-- Instructions to follow --
Determine how many lines in the records hold "Target", and give that number with nothing added.

-- Exercise data --
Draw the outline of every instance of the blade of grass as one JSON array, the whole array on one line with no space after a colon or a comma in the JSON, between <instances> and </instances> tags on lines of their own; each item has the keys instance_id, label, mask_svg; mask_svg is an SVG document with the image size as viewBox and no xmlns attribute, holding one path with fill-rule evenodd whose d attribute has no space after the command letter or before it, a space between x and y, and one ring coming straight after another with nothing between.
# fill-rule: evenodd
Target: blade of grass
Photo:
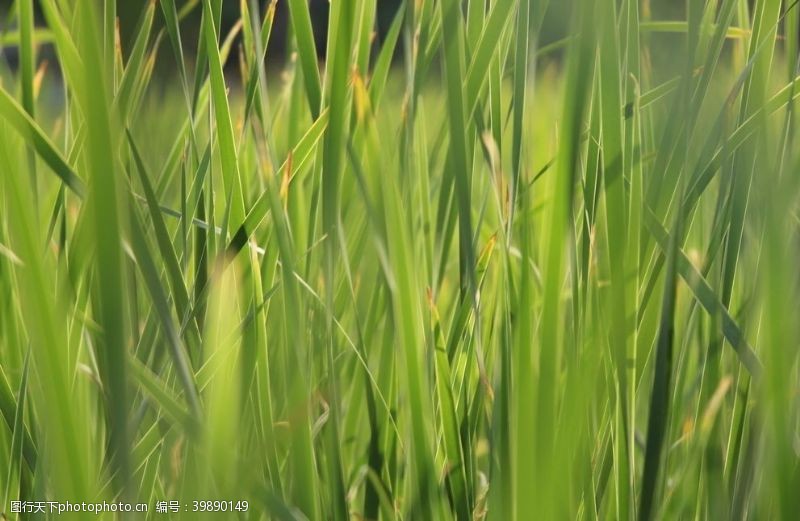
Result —
<instances>
[{"instance_id":1,"label":"blade of grass","mask_svg":"<svg viewBox=\"0 0 800 521\"><path fill-rule=\"evenodd\" d=\"M300 57L300 66L303 68L308 105L311 108L311 116L317 119L322 110L322 80L317 66L317 48L314 44L309 7L304 0L289 0L288 6L292 29L297 40L297 54Z\"/></svg>"},{"instance_id":2,"label":"blade of grass","mask_svg":"<svg viewBox=\"0 0 800 521\"><path fill-rule=\"evenodd\" d=\"M123 497L130 494L130 443L128 432L129 407L127 361L125 355L126 331L125 294L123 280L122 245L120 234L124 228L120 211L119 193L115 179L117 162L114 151L118 145L112 132L109 113L109 93L106 83L105 63L102 57L100 20L93 4L84 4L80 12L81 33L79 49L84 59L84 78L93 92L82 93L82 106L86 117L86 149L84 156L90 172L90 201L92 225L95 234L97 279L93 307L102 327L98 339L98 361L101 378L108 396L106 410L109 421L110 459L115 469L115 482Z\"/></svg>"},{"instance_id":3,"label":"blade of grass","mask_svg":"<svg viewBox=\"0 0 800 521\"><path fill-rule=\"evenodd\" d=\"M0 116L30 144L67 187L78 197L86 186L42 129L8 93L0 88Z\"/></svg>"},{"instance_id":4,"label":"blade of grass","mask_svg":"<svg viewBox=\"0 0 800 521\"><path fill-rule=\"evenodd\" d=\"M33 89L33 74L36 68L36 51L33 46L33 1L17 0L17 11L20 32L20 81L22 83L22 108L34 119L35 98ZM33 148L29 149L28 163L31 174L31 187L38 198L38 183L36 180L36 157Z\"/></svg>"},{"instance_id":5,"label":"blade of grass","mask_svg":"<svg viewBox=\"0 0 800 521\"><path fill-rule=\"evenodd\" d=\"M219 150L222 160L222 178L225 182L225 193L231 200L230 221L242 222L244 219L244 195L239 174L239 160L233 135L233 120L228 104L225 77L222 71L222 59L217 43L217 28L214 25L211 0L203 0L203 37L208 54L208 67L211 73L211 95L217 132L219 133ZM233 230L230 230L231 232Z\"/></svg>"}]
</instances>

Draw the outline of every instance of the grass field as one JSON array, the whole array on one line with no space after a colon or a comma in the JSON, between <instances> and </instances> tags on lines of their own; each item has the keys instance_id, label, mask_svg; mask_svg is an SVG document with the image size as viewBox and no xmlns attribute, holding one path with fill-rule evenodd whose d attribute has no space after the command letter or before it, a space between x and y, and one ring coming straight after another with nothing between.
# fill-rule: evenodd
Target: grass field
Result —
<instances>
[{"instance_id":1,"label":"grass field","mask_svg":"<svg viewBox=\"0 0 800 521\"><path fill-rule=\"evenodd\" d=\"M14 2L0 518L796 519L796 2L281 1Z\"/></svg>"}]
</instances>

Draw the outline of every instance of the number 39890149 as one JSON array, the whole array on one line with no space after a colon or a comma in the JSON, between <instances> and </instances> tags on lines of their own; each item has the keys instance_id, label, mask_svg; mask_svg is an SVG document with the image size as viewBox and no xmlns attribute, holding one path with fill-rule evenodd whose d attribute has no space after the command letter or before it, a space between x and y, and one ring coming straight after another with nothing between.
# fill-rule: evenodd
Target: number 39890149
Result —
<instances>
[{"instance_id":1,"label":"number 39890149","mask_svg":"<svg viewBox=\"0 0 800 521\"><path fill-rule=\"evenodd\" d=\"M247 501L192 501L192 512L247 512Z\"/></svg>"}]
</instances>

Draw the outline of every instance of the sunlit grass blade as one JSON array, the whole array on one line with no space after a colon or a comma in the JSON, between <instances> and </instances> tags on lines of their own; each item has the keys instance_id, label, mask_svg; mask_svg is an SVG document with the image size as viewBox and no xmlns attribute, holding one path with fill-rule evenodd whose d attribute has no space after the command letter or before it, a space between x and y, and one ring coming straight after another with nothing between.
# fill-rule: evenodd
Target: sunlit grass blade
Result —
<instances>
[{"instance_id":1,"label":"sunlit grass blade","mask_svg":"<svg viewBox=\"0 0 800 521\"><path fill-rule=\"evenodd\" d=\"M557 168L554 171L552 185L552 202L544 216L542 234L543 276L541 306L538 335L539 379L536 382L534 418L536 424L534 461L528 465L543 466L553 470L553 450L555 442L555 419L558 417L557 403L559 390L556 384L557 375L562 364L562 356L569 344L569 337L564 331L564 305L561 291L569 267L565 259L570 255L574 244L573 195L575 190L575 174L579 164L579 144L583 121L588 101L591 97L591 78L594 69L595 51L592 14L596 2L582 2L573 13L575 27L579 38L573 44L568 56L567 78L563 101L562 123L559 128L559 151ZM561 474L563 479L565 475ZM518 498L522 510L517 511L521 518L530 517L536 508L544 508L545 515L555 515L556 502L552 494L558 480L537 476L535 483L539 493L531 498ZM521 484L519 484L521 485ZM551 499L548 499L551 498ZM536 502L541 507L536 506Z\"/></svg>"},{"instance_id":2,"label":"sunlit grass blade","mask_svg":"<svg viewBox=\"0 0 800 521\"><path fill-rule=\"evenodd\" d=\"M96 86L94 92L83 92L80 98L87 128L84 157L90 172L88 204L97 247L93 307L103 329L97 356L101 378L108 393L105 406L112 447L109 456L115 469L116 486L127 497L130 493L130 402L124 346L128 324L125 318L126 303L119 298L125 292L120 241L120 234L124 235L125 227L117 190L118 160L114 155L119 136L112 132L110 85L104 74L99 14L96 7L89 4L79 7L78 11L83 29L78 47L84 60L84 77L88 84Z\"/></svg>"},{"instance_id":3,"label":"sunlit grass blade","mask_svg":"<svg viewBox=\"0 0 800 521\"><path fill-rule=\"evenodd\" d=\"M458 214L460 289L472 299L475 291L475 250L472 244L472 195L468 145L468 127L464 115L464 34L458 2L441 5L444 39L444 69L447 83L447 114L450 132L450 172L455 185Z\"/></svg>"},{"instance_id":4,"label":"sunlit grass blade","mask_svg":"<svg viewBox=\"0 0 800 521\"><path fill-rule=\"evenodd\" d=\"M133 106L134 88L142 75L142 66L147 50L147 43L150 40L150 30L153 25L155 13L155 3L150 2L142 16L141 24L136 31L136 41L133 44L130 57L125 66L125 72L120 80L114 103L120 111L120 119L123 121L128 118L128 113Z\"/></svg>"},{"instance_id":5,"label":"sunlit grass blade","mask_svg":"<svg viewBox=\"0 0 800 521\"><path fill-rule=\"evenodd\" d=\"M88 440L78 431L78 425L87 418L87 410L71 391L73 368L68 362L63 335L65 321L56 311L52 274L41 255L41 240L34 227L37 220L33 214L33 197L27 180L21 180L23 176L14 166L20 163L11 161L9 144L7 137L0 139L0 160L9 165L6 175L2 176L3 189L9 211L18 217L9 228L12 246L25 266L24 271L17 273L17 280L21 288L20 309L26 311L23 316L26 317L31 360L36 366L36 383L32 386L36 392L32 402L42 412L41 428L60 433L49 446L47 468L51 486L65 499L80 500L93 496L96 483L93 468L96 459L89 452Z\"/></svg>"},{"instance_id":6,"label":"sunlit grass blade","mask_svg":"<svg viewBox=\"0 0 800 521\"><path fill-rule=\"evenodd\" d=\"M317 48L311 28L311 15L308 4L303 0L289 0L288 5L292 28L297 40L300 66L303 68L306 96L311 107L311 114L316 119L322 110L322 80L320 80L317 66Z\"/></svg>"},{"instance_id":7,"label":"sunlit grass blade","mask_svg":"<svg viewBox=\"0 0 800 521\"><path fill-rule=\"evenodd\" d=\"M83 197L86 186L69 166L58 148L39 128L36 122L8 93L0 88L0 115L36 150L42 160L76 195Z\"/></svg>"},{"instance_id":8,"label":"sunlit grass blade","mask_svg":"<svg viewBox=\"0 0 800 521\"><path fill-rule=\"evenodd\" d=\"M233 119L228 103L225 78L222 72L222 59L217 43L217 29L210 0L203 2L203 37L208 53L208 67L211 73L211 95L214 104L216 129L219 133L219 151L222 161L222 178L225 193L230 198L230 215L234 223L244 219L244 195L239 175L239 159L233 135Z\"/></svg>"},{"instance_id":9,"label":"sunlit grass blade","mask_svg":"<svg viewBox=\"0 0 800 521\"><path fill-rule=\"evenodd\" d=\"M372 78L369 82L369 97L373 107L377 107L380 103L383 91L386 87L386 82L391 71L392 58L395 54L397 41L400 37L400 31L403 28L404 20L405 10L399 9L397 14L394 15L392 25L386 33L386 38L383 41L381 50L375 60L375 65L372 68Z\"/></svg>"},{"instance_id":10,"label":"sunlit grass blade","mask_svg":"<svg viewBox=\"0 0 800 521\"><path fill-rule=\"evenodd\" d=\"M36 117L34 96L34 70L36 69L36 49L33 41L33 1L17 0L17 11L20 32L20 81L22 84L22 108L31 118ZM30 164L31 187L34 194L38 191L36 181L36 158L31 149L28 158Z\"/></svg>"}]
</instances>

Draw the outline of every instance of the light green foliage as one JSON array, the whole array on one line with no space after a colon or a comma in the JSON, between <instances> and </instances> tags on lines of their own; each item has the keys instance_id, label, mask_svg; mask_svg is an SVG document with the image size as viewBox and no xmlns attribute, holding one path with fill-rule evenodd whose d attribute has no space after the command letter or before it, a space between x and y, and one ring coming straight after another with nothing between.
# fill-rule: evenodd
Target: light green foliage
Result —
<instances>
[{"instance_id":1,"label":"light green foliage","mask_svg":"<svg viewBox=\"0 0 800 521\"><path fill-rule=\"evenodd\" d=\"M796 3L234 3L2 24L0 518L796 518Z\"/></svg>"}]
</instances>

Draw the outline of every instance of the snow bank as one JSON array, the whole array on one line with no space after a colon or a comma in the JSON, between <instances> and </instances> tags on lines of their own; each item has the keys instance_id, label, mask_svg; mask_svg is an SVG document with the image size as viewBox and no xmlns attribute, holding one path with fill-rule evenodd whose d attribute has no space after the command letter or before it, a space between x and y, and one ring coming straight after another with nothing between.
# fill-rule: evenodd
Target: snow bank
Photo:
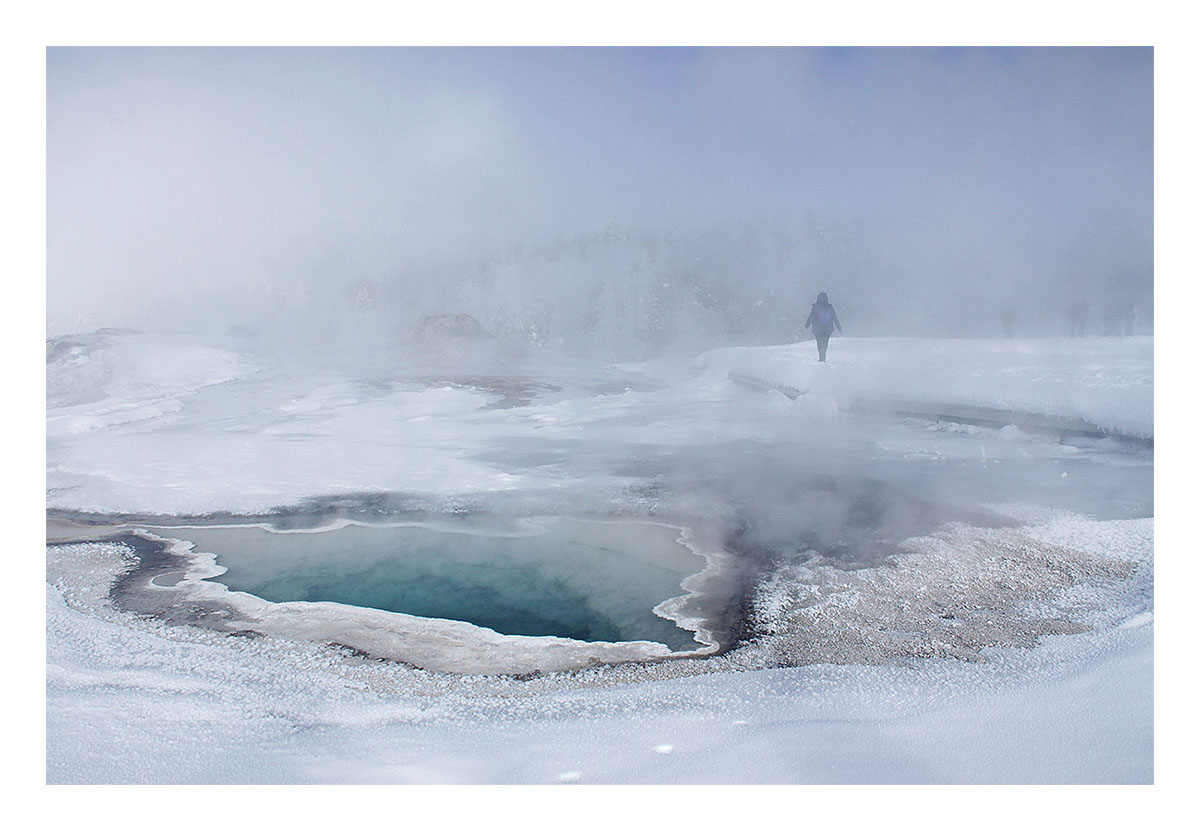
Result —
<instances>
[{"instance_id":1,"label":"snow bank","mask_svg":"<svg viewBox=\"0 0 1200 831\"><path fill-rule=\"evenodd\" d=\"M886 399L976 405L1082 419L1154 435L1154 340L836 338L706 352L706 372L736 373L847 408Z\"/></svg>"}]
</instances>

-- Exercise answer --
6